(Data for analysis begins)
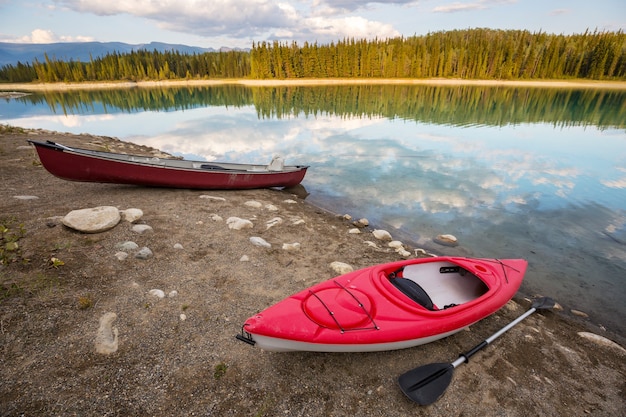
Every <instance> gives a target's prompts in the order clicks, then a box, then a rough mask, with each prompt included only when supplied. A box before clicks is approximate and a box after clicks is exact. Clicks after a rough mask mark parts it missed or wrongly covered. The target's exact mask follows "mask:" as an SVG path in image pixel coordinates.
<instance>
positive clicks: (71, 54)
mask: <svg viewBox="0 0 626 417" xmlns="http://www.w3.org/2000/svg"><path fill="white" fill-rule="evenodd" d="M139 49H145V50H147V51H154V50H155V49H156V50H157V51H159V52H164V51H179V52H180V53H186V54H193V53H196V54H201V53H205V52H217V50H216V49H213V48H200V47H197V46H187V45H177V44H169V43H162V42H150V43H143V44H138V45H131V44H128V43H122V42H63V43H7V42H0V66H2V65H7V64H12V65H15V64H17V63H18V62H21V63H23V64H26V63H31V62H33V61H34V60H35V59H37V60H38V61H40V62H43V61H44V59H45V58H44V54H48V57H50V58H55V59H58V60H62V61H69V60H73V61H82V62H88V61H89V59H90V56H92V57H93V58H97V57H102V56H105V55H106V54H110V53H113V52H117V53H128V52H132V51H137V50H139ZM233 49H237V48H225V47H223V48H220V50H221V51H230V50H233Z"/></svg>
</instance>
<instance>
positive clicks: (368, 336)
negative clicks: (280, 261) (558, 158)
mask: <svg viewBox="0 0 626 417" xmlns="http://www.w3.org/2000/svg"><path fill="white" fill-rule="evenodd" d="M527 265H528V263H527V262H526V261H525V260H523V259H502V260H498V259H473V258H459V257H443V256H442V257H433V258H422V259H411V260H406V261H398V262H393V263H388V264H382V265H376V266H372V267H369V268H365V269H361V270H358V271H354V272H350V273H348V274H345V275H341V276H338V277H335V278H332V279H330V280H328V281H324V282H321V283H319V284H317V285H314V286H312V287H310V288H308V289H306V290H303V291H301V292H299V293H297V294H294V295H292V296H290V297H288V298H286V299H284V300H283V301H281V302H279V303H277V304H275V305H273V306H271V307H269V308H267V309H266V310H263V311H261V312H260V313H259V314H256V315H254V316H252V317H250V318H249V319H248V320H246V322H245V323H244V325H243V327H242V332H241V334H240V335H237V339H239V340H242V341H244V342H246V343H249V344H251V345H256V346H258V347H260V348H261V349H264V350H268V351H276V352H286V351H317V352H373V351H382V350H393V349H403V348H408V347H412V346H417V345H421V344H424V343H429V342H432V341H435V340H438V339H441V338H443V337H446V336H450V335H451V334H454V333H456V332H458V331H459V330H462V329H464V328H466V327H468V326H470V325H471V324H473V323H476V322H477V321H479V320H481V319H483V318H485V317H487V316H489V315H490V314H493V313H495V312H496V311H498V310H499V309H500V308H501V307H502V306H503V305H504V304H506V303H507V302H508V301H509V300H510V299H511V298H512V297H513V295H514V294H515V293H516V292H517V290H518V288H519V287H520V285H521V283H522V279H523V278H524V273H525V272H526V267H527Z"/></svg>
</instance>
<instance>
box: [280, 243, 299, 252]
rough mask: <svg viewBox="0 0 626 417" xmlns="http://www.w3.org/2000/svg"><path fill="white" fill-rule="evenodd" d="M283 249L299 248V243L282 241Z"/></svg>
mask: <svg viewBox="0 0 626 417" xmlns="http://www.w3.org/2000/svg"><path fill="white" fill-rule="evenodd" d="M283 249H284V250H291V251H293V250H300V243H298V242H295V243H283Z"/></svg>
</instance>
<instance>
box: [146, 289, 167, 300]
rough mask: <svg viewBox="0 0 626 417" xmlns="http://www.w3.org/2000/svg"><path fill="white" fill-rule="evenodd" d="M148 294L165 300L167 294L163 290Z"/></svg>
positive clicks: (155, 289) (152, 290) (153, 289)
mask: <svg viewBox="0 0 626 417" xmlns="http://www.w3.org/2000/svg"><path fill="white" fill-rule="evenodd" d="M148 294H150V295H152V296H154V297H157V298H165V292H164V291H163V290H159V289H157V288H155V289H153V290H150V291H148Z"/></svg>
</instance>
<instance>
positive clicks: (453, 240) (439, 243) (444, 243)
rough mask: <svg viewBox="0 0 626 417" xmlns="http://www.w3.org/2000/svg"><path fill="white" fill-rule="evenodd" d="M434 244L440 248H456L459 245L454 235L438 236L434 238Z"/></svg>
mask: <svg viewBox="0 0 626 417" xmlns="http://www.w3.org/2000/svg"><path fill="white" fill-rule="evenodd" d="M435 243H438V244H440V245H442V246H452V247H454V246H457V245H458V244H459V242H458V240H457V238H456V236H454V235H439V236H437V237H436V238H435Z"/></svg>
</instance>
(Data for analysis ends)
*Exercise description:*
Identify each line of the listing above that contains the word "rough" and reproduce those lines in full.

*Solution below:*
Every <instance> gives a target's prompts in the order clicks, then a box, then a rough mask, with each prompt included only when supplied. A box before clicks is approximate and a box after clicks is exact. Clicks after a rough mask mark parts it missed or wrongly covered. The target's exact mask follows "mask:" as an SVG path in image pixel coordinates.
rough mask: <svg viewBox="0 0 626 417" xmlns="http://www.w3.org/2000/svg"><path fill="white" fill-rule="evenodd" d="M283 249L299 248V243L282 241Z"/></svg>
rough mask: <svg viewBox="0 0 626 417" xmlns="http://www.w3.org/2000/svg"><path fill="white" fill-rule="evenodd" d="M148 294L165 300L167 294L163 290Z"/></svg>
rough mask: <svg viewBox="0 0 626 417" xmlns="http://www.w3.org/2000/svg"><path fill="white" fill-rule="evenodd" d="M434 244L440 248H456L459 245L454 235L438 236L434 238Z"/></svg>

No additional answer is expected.